>> Start

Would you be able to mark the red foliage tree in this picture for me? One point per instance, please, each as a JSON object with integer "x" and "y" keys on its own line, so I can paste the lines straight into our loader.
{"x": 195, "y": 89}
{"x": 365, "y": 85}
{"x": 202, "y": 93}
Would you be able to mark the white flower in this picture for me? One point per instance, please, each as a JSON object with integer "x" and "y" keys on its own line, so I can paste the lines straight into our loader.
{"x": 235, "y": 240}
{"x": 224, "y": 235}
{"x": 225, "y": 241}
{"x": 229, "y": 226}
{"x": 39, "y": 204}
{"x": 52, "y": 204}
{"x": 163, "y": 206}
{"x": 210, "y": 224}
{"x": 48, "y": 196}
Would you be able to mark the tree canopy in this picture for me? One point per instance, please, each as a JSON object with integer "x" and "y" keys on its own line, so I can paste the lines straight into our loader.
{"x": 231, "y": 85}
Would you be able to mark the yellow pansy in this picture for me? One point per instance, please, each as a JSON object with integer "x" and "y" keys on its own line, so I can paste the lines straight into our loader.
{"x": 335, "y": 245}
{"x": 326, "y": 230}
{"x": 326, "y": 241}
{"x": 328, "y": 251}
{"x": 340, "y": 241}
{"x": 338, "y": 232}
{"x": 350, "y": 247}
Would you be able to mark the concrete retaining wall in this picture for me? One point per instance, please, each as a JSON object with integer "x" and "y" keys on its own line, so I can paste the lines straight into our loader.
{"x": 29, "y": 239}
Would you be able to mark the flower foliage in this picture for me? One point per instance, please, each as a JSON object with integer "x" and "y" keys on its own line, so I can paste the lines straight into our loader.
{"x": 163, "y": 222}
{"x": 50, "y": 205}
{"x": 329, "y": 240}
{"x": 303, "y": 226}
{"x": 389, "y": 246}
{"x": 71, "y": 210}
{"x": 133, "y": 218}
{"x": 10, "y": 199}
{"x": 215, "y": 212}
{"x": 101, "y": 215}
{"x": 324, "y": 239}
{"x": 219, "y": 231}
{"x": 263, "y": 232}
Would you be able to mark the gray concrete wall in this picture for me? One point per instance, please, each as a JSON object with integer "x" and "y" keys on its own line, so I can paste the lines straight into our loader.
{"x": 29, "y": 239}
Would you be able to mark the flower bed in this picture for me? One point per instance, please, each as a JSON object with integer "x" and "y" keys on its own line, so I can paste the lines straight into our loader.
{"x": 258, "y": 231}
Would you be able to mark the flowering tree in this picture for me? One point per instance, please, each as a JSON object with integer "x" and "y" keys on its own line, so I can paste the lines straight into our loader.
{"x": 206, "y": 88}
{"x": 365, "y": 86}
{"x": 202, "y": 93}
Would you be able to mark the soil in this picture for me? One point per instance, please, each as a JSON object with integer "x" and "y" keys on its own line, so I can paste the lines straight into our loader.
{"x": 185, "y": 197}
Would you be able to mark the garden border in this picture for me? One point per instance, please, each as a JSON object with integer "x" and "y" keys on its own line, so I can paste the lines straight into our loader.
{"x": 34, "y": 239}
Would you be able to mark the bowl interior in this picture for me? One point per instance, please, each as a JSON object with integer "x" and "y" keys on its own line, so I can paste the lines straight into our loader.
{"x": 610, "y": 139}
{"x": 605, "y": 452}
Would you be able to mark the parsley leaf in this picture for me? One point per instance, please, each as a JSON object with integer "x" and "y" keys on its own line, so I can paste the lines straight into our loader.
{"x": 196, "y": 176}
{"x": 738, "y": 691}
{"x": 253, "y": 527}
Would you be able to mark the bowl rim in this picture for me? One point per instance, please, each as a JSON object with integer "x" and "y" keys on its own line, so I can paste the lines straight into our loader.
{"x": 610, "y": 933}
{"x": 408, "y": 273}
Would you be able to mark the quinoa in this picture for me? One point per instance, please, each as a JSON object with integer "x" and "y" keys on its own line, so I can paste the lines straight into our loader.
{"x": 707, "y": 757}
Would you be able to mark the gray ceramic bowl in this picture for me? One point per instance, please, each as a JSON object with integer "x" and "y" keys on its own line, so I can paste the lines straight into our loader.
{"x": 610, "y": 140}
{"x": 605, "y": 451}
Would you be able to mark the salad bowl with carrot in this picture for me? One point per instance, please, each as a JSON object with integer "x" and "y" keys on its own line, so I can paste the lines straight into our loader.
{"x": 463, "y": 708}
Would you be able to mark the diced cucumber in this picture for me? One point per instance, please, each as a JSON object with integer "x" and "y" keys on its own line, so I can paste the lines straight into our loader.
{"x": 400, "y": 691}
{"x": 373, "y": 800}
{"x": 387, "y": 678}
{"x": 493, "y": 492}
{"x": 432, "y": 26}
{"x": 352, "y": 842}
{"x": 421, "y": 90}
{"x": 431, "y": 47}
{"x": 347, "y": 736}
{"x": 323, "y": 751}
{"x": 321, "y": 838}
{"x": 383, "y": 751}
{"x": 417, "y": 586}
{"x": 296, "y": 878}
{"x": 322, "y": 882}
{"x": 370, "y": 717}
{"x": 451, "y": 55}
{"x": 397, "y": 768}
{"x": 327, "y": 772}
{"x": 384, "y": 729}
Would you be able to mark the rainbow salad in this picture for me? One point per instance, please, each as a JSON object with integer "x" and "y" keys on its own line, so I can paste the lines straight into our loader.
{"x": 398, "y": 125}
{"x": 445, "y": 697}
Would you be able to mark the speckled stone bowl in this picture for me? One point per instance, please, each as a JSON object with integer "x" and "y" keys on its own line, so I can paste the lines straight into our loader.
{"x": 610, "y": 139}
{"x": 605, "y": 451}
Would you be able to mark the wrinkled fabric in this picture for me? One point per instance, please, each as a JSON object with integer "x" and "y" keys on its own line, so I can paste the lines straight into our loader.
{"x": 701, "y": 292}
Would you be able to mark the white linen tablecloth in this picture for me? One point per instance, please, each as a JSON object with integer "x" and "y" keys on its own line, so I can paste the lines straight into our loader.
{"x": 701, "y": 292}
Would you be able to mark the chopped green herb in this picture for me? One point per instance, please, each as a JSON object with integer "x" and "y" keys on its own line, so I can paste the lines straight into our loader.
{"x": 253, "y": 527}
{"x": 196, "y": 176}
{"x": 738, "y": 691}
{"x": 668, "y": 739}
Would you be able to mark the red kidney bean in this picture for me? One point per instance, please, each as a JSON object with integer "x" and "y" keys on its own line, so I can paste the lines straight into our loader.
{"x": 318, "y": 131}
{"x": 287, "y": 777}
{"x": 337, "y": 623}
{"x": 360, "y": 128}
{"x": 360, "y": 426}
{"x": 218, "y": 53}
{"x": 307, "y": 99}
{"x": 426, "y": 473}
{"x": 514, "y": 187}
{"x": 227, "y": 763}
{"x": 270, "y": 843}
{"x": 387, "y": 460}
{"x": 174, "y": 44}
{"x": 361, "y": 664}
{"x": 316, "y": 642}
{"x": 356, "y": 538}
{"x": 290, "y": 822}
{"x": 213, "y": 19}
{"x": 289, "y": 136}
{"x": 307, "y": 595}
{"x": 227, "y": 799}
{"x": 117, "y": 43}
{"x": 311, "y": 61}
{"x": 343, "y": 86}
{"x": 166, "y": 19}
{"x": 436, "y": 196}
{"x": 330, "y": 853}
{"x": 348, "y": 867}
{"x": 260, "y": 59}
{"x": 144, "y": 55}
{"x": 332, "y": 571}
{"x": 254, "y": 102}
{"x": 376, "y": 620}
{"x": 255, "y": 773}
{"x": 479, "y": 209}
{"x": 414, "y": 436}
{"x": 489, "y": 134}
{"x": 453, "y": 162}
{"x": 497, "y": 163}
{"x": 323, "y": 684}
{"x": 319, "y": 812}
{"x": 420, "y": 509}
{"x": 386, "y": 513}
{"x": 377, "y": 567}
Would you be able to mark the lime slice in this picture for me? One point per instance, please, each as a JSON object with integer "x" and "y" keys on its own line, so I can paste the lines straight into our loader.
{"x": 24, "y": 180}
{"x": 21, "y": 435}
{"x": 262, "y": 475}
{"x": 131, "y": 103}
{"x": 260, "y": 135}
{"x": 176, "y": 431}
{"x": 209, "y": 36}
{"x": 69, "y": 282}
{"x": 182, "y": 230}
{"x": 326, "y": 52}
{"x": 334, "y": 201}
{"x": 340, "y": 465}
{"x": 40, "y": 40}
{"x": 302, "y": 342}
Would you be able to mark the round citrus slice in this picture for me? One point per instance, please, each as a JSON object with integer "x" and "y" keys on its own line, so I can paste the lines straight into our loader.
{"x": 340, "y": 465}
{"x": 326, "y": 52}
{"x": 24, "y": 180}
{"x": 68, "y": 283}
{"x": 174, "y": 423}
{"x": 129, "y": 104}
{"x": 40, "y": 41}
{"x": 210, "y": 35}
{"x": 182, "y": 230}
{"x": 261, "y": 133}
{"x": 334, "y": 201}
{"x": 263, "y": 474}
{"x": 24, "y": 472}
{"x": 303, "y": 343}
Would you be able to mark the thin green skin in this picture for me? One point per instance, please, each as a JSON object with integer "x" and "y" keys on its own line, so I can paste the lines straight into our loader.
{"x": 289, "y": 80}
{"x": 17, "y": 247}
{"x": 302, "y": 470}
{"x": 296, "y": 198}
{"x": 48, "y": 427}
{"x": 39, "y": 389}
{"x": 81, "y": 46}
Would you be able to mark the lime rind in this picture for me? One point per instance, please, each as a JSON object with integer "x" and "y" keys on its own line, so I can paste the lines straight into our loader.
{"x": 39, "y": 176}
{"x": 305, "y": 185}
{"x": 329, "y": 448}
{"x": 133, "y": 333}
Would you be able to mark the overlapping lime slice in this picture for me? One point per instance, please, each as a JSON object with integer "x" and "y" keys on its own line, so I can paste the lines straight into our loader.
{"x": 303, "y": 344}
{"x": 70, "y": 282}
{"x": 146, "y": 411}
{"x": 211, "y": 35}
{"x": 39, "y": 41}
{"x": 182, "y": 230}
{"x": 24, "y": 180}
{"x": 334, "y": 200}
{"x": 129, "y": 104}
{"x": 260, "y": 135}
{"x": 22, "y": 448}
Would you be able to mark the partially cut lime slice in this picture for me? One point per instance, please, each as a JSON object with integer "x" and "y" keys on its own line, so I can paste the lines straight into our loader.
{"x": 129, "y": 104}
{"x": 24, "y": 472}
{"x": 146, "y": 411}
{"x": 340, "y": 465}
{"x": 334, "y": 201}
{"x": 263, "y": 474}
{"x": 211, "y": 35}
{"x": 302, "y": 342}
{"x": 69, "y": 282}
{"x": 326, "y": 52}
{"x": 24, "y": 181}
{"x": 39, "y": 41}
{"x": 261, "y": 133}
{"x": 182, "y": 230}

>> End

▶ [Problem statement]
Write out the lines above from the one containing "Would you be able to mark the partially" through the last, exactly as they are.

▶ [Result of this task]
Would you be able to mark the partially cut lime slice in this picture for me? One point per instance, please, each as a JSON object with integer "x" and "y" keys on its own line, so I can paste the lines straight into our loader.
{"x": 129, "y": 104}
{"x": 24, "y": 472}
{"x": 146, "y": 411}
{"x": 340, "y": 465}
{"x": 334, "y": 201}
{"x": 263, "y": 474}
{"x": 211, "y": 35}
{"x": 302, "y": 342}
{"x": 69, "y": 282}
{"x": 326, "y": 52}
{"x": 24, "y": 181}
{"x": 39, "y": 41}
{"x": 261, "y": 133}
{"x": 182, "y": 230}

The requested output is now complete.